• [Exercise]: Could you write out, word for word, only the lines from the one containing "In this exercise you will locate the rooftop" through the last line of the data below?

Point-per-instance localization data
== == ==
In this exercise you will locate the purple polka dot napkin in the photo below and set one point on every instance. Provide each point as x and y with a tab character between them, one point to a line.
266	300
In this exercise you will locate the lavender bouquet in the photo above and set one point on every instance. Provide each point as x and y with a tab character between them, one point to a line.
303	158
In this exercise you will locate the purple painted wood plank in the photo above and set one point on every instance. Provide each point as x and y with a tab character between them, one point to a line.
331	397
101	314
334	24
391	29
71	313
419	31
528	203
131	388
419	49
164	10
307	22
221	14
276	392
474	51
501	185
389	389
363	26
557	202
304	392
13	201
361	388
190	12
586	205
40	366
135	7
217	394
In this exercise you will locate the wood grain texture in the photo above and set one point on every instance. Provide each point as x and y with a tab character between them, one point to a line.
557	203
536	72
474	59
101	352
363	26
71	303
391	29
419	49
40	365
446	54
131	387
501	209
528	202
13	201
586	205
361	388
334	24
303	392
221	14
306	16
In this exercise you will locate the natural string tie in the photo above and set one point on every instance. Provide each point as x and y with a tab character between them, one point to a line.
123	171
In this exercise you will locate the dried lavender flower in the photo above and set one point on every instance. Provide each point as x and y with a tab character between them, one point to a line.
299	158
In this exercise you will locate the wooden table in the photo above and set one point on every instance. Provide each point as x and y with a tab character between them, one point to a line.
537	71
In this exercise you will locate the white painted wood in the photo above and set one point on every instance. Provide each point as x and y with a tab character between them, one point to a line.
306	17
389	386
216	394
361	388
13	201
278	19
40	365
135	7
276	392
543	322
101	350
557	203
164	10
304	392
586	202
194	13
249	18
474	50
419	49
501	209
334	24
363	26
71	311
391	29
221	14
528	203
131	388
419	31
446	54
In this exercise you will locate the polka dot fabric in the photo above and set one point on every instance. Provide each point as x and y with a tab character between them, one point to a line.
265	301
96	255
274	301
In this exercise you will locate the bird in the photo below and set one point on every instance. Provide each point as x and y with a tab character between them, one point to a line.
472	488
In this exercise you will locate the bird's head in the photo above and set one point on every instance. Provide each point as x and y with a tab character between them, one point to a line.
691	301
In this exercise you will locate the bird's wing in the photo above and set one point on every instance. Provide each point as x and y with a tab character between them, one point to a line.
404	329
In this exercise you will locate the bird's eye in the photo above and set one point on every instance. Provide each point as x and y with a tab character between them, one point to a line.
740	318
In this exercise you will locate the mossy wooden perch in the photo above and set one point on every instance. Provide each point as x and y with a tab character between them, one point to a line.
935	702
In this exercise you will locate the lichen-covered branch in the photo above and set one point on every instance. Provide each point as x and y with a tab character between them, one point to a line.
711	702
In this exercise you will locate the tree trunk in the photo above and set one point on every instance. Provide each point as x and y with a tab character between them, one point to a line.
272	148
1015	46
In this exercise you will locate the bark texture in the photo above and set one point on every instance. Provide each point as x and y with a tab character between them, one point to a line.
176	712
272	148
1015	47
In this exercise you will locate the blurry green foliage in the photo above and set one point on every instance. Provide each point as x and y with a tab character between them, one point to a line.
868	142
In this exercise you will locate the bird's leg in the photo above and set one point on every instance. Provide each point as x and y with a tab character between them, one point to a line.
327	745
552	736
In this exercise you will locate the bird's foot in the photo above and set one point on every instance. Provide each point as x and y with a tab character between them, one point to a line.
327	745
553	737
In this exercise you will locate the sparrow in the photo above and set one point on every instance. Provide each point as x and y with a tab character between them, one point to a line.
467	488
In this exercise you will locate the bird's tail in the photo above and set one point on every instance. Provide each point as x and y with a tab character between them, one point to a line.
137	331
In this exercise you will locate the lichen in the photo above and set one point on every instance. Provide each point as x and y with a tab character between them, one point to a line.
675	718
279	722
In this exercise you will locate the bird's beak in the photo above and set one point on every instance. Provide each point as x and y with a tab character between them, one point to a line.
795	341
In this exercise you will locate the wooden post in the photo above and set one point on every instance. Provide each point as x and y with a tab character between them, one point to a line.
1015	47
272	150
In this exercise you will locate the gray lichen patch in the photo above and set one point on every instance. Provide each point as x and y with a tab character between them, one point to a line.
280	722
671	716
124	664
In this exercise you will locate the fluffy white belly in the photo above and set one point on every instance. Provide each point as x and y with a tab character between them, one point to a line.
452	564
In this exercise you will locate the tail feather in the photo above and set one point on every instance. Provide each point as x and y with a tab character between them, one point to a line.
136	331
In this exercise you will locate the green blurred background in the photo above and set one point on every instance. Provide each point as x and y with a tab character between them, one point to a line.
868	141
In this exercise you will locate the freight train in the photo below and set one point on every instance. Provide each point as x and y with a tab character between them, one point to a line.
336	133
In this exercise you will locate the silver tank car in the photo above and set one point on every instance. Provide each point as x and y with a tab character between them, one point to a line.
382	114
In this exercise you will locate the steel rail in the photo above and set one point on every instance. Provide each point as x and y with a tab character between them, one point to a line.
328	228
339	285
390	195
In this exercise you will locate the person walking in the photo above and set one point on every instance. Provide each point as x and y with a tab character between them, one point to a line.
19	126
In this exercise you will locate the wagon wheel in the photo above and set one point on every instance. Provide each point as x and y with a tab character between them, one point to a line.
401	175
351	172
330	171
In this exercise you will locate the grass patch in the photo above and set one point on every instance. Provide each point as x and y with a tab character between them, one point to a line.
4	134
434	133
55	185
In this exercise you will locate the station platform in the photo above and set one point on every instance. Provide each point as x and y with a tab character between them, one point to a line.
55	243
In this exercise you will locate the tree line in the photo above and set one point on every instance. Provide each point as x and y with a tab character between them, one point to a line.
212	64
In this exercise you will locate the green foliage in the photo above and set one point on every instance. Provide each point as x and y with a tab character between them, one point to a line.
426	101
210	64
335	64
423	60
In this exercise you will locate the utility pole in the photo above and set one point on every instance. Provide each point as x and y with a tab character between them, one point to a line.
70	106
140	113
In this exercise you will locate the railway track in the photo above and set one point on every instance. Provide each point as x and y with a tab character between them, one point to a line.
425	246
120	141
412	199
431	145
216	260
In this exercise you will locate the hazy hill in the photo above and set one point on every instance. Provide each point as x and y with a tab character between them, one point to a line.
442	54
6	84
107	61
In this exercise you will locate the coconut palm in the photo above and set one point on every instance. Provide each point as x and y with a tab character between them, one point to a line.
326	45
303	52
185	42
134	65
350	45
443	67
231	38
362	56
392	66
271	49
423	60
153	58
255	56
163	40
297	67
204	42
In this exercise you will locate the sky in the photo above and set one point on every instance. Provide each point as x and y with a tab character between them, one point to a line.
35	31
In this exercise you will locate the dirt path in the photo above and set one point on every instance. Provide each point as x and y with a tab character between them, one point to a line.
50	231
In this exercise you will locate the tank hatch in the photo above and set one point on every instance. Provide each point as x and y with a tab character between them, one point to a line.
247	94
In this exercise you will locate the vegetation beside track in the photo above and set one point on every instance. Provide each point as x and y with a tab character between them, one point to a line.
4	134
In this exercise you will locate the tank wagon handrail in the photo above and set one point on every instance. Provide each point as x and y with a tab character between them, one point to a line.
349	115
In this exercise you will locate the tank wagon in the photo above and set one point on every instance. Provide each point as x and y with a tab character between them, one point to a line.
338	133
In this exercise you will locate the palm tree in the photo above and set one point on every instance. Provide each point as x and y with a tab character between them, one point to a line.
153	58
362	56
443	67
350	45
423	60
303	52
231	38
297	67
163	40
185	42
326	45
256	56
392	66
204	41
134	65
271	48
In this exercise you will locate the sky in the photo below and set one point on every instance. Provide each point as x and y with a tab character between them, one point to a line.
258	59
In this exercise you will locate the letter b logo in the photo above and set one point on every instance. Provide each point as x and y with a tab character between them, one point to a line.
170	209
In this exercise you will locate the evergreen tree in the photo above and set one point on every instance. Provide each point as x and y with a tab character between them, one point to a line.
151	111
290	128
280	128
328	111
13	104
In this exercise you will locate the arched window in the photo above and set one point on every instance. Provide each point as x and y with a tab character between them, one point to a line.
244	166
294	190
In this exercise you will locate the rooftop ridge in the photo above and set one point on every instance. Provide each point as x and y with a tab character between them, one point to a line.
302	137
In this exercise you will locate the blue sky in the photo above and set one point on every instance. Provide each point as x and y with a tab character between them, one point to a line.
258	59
== == ==
• [Response below]:
In this exercise you will locate the rooftop ridge in the photo above and set one point on every instance. Provide each point as x and y with a tab character between them, one point to a line.
302	137
In this exercise you will locate the blue sky in the photo above and set one point on every instance. Provide each point as x and y with a tab character between them, one point to a line.
258	59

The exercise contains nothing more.